- **EXERCISE TASK**
Return, word for word, every line of the material from the line with "object_class: yellow sheet metal panel" through the last line, both ends included.

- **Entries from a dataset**
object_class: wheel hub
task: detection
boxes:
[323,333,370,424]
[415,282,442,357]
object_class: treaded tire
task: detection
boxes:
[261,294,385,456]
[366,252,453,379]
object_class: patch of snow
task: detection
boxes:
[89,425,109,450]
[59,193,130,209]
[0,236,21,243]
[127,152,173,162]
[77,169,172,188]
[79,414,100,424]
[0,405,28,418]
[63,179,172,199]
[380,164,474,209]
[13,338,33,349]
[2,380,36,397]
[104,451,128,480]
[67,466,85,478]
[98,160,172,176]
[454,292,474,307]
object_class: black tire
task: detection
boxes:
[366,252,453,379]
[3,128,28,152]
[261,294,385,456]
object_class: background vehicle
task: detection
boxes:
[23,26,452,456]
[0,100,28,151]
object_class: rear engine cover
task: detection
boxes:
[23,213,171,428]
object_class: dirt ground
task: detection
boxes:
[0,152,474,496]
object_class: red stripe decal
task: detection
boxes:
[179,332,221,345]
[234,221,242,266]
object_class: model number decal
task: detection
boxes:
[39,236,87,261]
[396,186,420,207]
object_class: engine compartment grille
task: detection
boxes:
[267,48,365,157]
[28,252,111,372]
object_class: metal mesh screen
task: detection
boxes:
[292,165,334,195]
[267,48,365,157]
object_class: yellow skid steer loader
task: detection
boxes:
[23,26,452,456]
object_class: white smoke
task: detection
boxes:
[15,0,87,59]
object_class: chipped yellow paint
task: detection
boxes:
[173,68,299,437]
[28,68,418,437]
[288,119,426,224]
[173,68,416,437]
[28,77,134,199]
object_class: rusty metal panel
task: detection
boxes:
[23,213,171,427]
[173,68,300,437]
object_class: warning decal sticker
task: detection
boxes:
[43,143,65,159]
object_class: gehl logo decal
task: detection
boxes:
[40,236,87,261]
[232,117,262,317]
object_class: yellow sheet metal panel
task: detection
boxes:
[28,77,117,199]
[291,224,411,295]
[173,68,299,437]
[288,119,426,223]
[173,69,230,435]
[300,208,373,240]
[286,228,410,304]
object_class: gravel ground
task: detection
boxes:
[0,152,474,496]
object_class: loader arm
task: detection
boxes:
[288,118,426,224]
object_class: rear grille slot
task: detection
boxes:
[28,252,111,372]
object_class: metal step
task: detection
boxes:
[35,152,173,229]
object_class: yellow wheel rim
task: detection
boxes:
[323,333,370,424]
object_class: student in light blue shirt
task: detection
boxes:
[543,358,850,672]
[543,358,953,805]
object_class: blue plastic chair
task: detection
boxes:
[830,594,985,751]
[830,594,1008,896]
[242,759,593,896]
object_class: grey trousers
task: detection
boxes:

- **WRITTEN SOLUTION**
object_class: yellow sheet metal panel
task: detection
boxes:
[28,77,117,199]
[291,224,411,295]
[173,68,299,437]
[288,119,426,223]
[173,69,230,435]
[300,208,373,240]
[286,228,410,304]
object_class: gravel ground
task: detection
boxes:
[0,152,474,496]
object_class: loader arm
task: detection
boxes:
[288,118,426,224]
object_class: rear grille slot
task: detection
boxes:
[28,252,111,372]
object_class: metal step
task: detection
boxes:
[35,152,173,229]
object_class: yellow wheel rim
task: detection
boxes:
[323,333,370,424]
object_class: student in light blue shirt
task: detection
boxes:
[543,358,850,672]
[543,358,953,805]
object_class: blue plastic chair
task: detection
boxes:
[830,594,985,751]
[830,594,1008,896]
[242,759,593,896]
object_class: grey trousers
task: detection
boxes:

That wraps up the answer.